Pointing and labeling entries
■ ■ ■

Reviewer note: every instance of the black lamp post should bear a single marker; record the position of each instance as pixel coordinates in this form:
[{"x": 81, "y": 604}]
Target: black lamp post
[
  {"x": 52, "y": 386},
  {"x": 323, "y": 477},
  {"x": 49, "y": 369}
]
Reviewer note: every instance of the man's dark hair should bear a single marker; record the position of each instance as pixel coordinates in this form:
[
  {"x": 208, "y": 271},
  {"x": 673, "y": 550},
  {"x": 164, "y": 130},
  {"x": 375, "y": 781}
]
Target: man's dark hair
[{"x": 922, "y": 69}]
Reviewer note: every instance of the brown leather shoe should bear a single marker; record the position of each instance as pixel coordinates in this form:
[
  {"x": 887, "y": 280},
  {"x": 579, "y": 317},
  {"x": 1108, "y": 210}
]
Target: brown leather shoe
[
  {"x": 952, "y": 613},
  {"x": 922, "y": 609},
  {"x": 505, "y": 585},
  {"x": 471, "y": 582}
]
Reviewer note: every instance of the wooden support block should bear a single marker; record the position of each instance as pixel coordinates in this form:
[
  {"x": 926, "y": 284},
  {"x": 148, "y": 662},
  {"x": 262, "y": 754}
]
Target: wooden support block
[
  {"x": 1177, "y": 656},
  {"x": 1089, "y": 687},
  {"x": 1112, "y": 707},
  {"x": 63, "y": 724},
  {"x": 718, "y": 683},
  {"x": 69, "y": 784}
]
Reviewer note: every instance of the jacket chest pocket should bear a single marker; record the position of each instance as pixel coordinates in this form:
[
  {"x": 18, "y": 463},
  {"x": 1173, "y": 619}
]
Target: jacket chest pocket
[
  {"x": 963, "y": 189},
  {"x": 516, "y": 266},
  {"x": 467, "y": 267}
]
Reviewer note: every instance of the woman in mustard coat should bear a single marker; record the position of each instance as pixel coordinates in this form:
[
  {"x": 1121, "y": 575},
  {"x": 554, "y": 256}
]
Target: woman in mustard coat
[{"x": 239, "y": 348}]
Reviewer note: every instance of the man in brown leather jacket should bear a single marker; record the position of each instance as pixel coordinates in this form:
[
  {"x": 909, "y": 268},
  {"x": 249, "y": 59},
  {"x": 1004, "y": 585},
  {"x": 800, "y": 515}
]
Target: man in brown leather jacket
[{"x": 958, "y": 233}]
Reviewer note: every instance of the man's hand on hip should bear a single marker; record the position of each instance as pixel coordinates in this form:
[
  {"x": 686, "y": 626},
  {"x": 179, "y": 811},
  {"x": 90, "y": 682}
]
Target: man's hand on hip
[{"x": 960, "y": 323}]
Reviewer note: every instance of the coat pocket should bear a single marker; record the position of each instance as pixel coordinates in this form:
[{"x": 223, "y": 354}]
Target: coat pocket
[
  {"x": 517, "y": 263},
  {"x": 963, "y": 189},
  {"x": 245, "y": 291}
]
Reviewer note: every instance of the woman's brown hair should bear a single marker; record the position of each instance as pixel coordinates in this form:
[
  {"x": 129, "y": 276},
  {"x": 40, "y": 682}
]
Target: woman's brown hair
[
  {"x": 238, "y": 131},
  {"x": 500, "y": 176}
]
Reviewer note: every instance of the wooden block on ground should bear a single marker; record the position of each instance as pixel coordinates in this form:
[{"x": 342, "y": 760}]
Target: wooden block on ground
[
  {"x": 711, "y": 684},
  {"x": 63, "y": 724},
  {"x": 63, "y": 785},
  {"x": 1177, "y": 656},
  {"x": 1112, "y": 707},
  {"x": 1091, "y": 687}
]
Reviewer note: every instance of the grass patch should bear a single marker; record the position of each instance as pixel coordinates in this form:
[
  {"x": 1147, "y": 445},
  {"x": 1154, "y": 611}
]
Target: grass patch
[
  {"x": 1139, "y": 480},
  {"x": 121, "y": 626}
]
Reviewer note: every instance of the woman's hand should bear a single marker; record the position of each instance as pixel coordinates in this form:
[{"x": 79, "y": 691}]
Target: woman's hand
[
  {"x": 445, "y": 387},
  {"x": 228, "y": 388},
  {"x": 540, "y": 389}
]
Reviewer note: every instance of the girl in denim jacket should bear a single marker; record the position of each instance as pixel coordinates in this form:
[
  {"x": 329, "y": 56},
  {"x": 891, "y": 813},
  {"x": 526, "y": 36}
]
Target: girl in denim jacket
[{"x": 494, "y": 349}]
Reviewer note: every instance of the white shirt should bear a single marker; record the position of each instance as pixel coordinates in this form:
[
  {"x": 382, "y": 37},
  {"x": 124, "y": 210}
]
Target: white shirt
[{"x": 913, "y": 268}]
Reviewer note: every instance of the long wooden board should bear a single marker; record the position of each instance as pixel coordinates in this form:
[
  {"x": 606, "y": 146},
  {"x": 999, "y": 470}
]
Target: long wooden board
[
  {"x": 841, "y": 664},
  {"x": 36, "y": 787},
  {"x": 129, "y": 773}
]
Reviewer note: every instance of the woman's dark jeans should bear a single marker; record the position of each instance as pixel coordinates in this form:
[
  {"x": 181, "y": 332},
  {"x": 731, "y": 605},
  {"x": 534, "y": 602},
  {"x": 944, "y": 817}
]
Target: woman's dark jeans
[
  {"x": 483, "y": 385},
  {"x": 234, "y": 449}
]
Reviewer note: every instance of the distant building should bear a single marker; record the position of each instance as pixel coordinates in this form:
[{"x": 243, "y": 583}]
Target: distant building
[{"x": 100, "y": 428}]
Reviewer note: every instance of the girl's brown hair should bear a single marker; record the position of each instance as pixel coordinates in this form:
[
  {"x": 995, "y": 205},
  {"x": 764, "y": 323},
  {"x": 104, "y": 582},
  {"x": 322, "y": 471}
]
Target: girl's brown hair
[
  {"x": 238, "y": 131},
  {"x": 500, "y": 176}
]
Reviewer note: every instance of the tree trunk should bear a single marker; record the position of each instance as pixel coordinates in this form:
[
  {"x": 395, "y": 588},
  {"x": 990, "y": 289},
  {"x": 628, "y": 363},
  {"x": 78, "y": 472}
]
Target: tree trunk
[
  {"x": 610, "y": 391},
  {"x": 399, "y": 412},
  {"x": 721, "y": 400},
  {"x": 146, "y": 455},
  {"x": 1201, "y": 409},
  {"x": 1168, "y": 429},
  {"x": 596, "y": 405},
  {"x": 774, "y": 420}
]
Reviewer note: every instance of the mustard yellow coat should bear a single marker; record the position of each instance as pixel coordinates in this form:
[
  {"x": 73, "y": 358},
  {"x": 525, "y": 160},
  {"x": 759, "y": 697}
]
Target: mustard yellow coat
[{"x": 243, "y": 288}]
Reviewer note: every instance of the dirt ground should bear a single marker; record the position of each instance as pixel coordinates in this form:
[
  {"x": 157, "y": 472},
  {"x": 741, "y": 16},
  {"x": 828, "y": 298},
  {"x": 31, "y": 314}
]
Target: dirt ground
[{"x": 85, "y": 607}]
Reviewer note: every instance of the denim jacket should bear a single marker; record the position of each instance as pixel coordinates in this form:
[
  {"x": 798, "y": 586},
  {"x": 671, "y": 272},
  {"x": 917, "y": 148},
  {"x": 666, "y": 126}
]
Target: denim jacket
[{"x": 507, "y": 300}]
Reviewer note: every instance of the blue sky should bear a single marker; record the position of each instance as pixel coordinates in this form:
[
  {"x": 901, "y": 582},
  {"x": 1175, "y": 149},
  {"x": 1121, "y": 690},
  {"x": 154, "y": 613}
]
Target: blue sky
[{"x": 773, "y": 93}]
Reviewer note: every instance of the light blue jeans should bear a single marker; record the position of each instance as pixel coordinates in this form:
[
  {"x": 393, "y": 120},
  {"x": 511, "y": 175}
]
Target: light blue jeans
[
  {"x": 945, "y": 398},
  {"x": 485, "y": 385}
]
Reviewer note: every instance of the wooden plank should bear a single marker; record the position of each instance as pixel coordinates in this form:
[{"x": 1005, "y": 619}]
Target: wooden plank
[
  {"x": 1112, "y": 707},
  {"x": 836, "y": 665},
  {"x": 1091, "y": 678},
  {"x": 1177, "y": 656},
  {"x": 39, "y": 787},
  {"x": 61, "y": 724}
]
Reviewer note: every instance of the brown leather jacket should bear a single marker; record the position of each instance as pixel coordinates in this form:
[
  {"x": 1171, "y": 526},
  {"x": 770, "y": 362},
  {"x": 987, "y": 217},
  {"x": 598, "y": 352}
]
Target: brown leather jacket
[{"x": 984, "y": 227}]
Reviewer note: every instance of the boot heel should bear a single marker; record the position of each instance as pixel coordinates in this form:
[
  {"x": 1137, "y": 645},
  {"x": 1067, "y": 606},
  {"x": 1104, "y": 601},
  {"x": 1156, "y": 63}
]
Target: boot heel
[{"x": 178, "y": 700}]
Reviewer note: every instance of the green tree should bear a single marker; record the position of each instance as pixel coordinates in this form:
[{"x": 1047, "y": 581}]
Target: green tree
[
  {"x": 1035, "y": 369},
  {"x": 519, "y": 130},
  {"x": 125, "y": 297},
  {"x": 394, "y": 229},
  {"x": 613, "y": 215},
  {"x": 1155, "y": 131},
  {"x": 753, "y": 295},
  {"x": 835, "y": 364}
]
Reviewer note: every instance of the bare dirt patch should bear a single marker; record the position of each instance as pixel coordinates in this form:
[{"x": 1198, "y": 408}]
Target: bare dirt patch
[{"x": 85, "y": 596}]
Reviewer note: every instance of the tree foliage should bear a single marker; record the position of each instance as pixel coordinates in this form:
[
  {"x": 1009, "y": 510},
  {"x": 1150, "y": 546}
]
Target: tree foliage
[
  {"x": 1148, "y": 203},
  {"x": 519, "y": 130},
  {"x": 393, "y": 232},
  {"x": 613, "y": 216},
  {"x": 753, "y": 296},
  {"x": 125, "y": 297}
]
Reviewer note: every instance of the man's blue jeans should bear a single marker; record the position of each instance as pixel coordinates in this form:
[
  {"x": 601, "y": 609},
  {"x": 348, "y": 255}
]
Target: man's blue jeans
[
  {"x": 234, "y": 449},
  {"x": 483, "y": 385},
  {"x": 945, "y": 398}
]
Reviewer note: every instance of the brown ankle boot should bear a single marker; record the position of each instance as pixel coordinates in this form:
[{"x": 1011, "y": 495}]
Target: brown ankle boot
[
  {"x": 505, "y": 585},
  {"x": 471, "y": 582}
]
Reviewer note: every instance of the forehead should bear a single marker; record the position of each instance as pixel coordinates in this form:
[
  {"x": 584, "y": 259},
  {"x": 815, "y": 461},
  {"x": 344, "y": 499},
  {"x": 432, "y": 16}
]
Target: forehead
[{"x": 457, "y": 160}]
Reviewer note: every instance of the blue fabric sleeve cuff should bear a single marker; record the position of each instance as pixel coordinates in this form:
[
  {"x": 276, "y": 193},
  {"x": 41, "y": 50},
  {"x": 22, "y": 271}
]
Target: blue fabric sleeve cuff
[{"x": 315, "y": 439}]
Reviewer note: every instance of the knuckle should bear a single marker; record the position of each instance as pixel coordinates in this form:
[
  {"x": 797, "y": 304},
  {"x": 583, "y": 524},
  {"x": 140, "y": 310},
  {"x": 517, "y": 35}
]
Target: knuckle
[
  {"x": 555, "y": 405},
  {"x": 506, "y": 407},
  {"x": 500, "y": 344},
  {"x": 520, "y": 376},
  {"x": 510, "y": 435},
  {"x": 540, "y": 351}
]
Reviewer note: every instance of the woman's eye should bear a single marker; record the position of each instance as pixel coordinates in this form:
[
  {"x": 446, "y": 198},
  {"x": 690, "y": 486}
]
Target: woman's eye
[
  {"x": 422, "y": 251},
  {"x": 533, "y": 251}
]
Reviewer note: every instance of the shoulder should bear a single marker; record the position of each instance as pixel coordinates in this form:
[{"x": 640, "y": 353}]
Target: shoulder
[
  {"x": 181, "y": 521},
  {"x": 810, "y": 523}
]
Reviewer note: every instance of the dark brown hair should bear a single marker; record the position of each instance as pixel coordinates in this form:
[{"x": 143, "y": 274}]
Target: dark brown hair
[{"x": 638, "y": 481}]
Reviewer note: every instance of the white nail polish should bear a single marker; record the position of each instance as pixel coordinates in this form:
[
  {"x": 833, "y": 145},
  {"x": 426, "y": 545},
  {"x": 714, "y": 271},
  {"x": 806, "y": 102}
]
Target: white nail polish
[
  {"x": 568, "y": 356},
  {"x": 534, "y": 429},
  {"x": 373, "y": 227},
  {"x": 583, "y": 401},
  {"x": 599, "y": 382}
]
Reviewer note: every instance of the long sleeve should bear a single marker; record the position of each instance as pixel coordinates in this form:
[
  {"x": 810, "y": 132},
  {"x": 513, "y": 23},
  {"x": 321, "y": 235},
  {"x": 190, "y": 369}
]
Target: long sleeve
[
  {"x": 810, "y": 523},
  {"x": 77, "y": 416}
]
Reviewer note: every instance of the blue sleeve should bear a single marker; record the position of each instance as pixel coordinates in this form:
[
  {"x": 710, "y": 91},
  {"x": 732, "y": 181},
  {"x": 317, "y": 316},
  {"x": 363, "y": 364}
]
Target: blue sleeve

■ ■ ■

- [What you have to do]:
Reproduce the stretch from the line containing "Reviewer note: every instance of the long sleeve" through the end of the records, swapping every "marker" for "dot" and leaving everything else unchanged.

- [Result]:
Reviewer note: every instance of the long sleeve should bear a single dot; record the position of each instance as pixel coordinates in this form:
[
  {"x": 810, "y": 132},
  {"x": 513, "y": 23},
  {"x": 321, "y": 235},
  {"x": 190, "y": 369}
]
Target: long sleeve
[
  {"x": 810, "y": 523},
  {"x": 77, "y": 416}
]
Reviewer note: every instance of the blue sleeve should bear a single dot; record the position of each instance as pixel coordinates in this form:
[
  {"x": 710, "y": 91},
  {"x": 732, "y": 181},
  {"x": 317, "y": 316},
  {"x": 363, "y": 364}
]
Target: blue sleeve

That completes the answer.